▸ INPUT FOR THIS TASK
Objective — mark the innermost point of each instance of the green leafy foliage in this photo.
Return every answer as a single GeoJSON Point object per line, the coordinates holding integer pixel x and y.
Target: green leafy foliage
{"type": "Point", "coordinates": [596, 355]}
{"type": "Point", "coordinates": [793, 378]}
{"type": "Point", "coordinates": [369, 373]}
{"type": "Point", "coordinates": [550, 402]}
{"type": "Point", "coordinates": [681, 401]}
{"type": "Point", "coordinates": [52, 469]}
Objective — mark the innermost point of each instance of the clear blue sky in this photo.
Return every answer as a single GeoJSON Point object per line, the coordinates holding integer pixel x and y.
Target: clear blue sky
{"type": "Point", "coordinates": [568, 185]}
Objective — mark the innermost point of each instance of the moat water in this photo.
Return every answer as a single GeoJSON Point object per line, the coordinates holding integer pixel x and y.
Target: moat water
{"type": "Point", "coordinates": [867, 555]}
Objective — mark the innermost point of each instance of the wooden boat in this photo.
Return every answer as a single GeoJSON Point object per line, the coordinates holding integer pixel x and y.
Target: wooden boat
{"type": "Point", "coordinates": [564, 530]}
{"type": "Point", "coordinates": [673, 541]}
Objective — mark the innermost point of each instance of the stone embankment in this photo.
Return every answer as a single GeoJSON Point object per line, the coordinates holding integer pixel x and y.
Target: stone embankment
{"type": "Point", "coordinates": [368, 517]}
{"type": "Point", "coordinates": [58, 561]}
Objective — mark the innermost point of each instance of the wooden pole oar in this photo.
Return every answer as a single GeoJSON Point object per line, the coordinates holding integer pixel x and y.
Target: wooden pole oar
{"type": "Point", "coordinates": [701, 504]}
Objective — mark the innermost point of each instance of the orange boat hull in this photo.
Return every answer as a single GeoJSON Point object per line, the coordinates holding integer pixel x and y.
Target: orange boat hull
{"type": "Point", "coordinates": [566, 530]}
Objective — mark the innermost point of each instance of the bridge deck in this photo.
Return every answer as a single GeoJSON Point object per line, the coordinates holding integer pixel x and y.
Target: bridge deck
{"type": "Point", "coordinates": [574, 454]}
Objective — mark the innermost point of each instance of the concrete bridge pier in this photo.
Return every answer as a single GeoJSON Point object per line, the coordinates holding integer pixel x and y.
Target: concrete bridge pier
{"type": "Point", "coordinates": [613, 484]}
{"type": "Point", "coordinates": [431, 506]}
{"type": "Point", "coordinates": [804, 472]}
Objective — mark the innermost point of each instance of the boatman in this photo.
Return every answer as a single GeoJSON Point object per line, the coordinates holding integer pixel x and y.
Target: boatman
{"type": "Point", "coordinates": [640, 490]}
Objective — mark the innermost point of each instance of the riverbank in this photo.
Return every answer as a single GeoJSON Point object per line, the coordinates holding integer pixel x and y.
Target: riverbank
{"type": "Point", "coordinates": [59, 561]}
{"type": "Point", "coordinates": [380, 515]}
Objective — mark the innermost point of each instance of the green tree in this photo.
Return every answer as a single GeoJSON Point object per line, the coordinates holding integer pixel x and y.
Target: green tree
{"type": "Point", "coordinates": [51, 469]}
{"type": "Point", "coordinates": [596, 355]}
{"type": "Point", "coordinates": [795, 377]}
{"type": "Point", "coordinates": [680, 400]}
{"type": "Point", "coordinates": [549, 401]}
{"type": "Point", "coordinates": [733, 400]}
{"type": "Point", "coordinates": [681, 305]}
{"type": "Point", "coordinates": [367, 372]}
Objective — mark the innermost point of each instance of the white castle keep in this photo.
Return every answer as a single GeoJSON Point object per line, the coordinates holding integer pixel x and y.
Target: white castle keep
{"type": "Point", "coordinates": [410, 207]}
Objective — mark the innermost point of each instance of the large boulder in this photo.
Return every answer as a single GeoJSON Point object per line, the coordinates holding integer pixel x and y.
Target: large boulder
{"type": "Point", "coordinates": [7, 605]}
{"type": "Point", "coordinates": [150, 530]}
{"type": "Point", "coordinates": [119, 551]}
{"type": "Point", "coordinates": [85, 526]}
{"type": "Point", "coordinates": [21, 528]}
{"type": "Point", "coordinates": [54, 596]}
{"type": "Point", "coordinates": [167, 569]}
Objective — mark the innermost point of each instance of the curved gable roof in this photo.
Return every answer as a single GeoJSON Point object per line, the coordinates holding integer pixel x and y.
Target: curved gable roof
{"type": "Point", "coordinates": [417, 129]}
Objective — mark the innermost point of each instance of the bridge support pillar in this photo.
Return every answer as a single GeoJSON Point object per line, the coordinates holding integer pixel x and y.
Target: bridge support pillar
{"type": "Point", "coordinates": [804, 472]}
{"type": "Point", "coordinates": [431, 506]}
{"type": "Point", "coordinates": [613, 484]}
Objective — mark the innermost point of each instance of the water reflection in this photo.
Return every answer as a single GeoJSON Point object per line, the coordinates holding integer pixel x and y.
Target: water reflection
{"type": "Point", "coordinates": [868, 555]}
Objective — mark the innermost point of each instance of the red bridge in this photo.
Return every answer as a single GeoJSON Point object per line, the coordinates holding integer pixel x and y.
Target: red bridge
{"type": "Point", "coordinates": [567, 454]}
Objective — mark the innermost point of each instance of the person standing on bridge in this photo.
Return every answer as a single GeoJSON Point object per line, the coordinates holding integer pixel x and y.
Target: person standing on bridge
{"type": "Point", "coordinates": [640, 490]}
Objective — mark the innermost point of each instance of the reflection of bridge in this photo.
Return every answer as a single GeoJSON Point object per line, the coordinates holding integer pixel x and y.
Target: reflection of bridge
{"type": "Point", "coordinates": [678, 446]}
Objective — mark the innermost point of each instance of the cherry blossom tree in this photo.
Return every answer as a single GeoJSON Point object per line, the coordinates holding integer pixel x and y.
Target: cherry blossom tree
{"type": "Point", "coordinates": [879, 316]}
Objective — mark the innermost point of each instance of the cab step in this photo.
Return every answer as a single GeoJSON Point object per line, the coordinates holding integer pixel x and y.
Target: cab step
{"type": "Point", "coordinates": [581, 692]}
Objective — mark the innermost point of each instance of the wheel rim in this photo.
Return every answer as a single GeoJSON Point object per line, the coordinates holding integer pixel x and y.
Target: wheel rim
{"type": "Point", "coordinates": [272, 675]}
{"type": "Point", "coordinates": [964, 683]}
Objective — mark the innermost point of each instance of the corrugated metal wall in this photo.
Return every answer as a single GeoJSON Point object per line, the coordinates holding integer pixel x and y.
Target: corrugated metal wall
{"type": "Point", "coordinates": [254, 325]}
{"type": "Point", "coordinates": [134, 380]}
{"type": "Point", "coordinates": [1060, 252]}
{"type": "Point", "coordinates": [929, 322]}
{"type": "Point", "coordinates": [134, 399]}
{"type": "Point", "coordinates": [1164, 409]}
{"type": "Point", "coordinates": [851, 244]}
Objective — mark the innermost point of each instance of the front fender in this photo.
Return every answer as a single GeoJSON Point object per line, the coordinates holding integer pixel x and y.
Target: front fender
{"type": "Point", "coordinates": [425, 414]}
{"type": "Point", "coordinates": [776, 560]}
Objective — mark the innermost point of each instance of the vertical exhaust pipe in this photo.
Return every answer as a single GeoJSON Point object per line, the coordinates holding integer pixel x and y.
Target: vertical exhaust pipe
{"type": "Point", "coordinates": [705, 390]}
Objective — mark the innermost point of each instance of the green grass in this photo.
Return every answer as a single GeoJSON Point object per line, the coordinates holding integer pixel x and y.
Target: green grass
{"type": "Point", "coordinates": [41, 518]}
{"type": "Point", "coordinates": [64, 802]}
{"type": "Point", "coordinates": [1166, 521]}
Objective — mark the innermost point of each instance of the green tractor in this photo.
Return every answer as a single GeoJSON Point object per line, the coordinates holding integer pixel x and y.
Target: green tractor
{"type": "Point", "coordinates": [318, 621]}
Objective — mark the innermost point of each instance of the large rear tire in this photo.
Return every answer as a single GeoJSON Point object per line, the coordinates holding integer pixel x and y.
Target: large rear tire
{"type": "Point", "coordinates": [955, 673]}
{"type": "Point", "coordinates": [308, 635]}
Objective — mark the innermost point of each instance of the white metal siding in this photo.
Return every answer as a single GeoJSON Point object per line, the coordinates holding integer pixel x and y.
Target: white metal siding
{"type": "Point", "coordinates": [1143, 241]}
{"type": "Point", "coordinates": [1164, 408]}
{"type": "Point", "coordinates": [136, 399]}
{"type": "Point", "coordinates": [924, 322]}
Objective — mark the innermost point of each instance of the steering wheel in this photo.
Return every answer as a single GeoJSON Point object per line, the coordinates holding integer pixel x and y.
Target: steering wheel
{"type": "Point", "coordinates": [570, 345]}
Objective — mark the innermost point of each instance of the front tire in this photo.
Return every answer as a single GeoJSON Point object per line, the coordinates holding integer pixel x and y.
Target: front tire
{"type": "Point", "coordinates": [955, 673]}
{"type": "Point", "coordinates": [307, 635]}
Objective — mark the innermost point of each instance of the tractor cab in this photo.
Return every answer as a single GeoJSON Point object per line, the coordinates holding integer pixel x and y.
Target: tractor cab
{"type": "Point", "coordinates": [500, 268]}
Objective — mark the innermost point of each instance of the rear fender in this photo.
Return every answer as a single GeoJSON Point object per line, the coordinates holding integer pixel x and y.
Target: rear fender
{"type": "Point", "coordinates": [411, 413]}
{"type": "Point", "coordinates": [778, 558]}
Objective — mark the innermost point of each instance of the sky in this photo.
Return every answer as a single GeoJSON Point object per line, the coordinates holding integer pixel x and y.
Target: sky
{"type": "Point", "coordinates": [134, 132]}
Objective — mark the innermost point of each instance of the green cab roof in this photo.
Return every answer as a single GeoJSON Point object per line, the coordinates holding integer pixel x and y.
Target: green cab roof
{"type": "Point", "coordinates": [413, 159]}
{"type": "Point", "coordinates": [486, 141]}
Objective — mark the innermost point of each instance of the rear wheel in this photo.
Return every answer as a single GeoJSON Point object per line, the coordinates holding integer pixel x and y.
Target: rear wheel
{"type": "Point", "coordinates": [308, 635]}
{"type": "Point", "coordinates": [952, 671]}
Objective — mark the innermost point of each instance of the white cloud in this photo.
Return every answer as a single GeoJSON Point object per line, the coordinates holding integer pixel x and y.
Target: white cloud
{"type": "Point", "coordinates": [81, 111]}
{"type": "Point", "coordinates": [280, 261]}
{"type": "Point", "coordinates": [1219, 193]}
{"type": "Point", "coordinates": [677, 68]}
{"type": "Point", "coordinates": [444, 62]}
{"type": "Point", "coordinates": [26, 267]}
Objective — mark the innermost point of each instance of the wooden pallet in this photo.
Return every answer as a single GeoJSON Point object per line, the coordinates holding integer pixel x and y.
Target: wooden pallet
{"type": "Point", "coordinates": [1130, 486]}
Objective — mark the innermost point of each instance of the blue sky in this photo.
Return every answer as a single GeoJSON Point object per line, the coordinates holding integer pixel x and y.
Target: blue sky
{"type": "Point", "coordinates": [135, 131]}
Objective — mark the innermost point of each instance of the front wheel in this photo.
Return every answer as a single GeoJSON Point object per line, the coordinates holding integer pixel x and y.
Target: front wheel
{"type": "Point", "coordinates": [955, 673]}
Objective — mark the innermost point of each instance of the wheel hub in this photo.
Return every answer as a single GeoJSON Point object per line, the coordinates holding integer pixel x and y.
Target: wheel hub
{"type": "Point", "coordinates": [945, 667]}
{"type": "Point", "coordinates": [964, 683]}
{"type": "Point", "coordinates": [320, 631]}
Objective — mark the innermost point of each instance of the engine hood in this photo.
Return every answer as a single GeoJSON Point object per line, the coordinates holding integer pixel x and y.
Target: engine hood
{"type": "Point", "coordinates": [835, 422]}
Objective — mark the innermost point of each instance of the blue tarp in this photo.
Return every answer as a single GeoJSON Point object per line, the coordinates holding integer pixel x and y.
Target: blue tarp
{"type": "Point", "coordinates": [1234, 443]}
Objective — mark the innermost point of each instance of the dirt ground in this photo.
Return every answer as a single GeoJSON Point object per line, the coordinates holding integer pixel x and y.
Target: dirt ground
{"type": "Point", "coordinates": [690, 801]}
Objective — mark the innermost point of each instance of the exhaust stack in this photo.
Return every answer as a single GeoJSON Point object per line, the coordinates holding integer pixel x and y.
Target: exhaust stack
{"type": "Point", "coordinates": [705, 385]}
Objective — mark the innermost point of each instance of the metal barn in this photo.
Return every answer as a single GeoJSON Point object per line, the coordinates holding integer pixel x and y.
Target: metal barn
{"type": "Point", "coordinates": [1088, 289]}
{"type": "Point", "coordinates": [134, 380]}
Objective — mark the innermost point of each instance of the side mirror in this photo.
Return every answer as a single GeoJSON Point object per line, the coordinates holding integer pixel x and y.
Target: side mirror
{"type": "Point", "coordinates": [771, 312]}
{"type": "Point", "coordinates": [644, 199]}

▸ WORK TO COMPLETE
Please format the lines from the one containing "ground in this photo." through the end of the material above as a JSON list of strings, with one string per line and any blank lines left out.

▸ SOLUTION TO THE PROBLEM
[
  "Objective — mark the innermost point of each instance of the dirt ground in this photo.",
  "Return every answer as a single GeoJSON Point object per line, the coordinates holding integer pixel x and y.",
  "Target: dirt ground",
  "{\"type\": \"Point\", \"coordinates\": [690, 801]}",
  "Objective — mark the innermost point of each instance of the exhaust stack in this photo.",
  "Return every answer as a single GeoJSON Point object per line, the coordinates holding integer pixel x and y.",
  "Target: exhaust stack",
  "{\"type\": \"Point\", \"coordinates\": [705, 385]}",
  "Objective — mark the innermost point of each instance of the metal barn in this photo.",
  "Return every answer as a single GeoJSON Point object per line, the coordinates holding integer pixel x and y.",
  "Target: metal barn",
  "{\"type\": \"Point\", \"coordinates\": [1088, 289]}",
  "{\"type\": \"Point\", \"coordinates\": [134, 380]}",
  "Objective — mark the innermost point of each instance of the side mirror in this photo.",
  "Return every answer as a single GeoJSON Point object per line, the coordinates holding integer pixel x and y.",
  "Target: side mirror",
  "{\"type\": \"Point\", \"coordinates\": [771, 312]}",
  "{\"type\": \"Point\", \"coordinates\": [644, 199]}"
]